▶ _What you have to do_
Rewrite the stretch from the start of the records through the line containing "(119, 1059)", keeping the requests as they are. Shift every coordinate in the answer points by adding 150 to each number.
──────── Dataset ────────
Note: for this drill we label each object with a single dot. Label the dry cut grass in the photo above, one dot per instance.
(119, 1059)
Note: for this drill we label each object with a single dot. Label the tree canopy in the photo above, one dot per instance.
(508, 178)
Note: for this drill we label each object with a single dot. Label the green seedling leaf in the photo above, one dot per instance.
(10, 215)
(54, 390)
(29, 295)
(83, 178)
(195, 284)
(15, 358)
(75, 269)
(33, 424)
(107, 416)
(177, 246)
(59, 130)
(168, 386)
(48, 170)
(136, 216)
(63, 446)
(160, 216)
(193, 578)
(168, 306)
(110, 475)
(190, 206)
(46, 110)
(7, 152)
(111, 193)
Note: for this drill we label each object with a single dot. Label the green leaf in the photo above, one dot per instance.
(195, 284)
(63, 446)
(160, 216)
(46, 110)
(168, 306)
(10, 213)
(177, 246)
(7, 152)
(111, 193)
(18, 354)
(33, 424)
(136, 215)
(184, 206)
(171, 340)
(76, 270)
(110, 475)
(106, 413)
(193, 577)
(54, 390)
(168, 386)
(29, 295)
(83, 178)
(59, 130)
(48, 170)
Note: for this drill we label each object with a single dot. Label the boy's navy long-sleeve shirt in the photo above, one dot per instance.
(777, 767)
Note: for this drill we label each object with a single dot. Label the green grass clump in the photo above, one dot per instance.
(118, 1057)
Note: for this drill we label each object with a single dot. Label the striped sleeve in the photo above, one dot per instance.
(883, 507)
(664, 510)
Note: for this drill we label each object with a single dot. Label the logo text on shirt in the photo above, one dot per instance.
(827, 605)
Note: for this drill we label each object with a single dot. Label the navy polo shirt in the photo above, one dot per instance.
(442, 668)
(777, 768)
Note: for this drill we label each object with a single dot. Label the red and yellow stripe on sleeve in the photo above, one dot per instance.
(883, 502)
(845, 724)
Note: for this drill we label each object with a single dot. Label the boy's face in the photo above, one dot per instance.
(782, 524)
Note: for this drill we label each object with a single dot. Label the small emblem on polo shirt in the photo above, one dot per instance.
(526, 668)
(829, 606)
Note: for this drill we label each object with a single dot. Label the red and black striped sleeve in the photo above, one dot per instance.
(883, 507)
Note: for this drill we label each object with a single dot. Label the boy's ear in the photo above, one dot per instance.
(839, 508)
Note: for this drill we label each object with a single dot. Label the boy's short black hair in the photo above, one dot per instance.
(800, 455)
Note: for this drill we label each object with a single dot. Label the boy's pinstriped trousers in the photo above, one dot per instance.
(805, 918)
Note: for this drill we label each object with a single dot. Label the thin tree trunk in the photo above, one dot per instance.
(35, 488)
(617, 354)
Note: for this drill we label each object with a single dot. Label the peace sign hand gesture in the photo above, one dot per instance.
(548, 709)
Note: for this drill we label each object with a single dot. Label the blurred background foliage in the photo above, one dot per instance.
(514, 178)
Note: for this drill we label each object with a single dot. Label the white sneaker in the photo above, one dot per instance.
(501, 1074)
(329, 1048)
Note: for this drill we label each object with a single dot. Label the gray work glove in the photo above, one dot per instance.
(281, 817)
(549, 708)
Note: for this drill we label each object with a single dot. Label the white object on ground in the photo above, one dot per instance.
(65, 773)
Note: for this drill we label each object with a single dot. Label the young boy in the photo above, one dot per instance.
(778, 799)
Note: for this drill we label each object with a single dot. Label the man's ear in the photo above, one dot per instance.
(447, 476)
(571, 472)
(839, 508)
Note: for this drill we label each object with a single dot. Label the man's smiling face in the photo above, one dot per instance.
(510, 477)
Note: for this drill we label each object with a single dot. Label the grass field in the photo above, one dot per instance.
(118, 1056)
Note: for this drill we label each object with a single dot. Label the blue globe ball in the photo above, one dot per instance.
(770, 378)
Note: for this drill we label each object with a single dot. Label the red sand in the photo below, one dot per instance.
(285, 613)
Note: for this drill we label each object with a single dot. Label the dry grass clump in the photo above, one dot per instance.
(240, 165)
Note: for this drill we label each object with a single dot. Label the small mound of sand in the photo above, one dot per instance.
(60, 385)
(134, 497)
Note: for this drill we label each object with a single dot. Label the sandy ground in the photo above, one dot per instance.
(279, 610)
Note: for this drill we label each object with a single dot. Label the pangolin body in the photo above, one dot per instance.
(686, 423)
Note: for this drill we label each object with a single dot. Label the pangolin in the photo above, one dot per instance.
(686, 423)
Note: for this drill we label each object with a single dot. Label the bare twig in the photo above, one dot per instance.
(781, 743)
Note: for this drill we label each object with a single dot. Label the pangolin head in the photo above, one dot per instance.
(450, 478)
────────
▶ _Result for this exercise_
Note: for this drill we label each object with a single dot. Label the dry cut grass in the photo above, one dot per instance.
(269, 1209)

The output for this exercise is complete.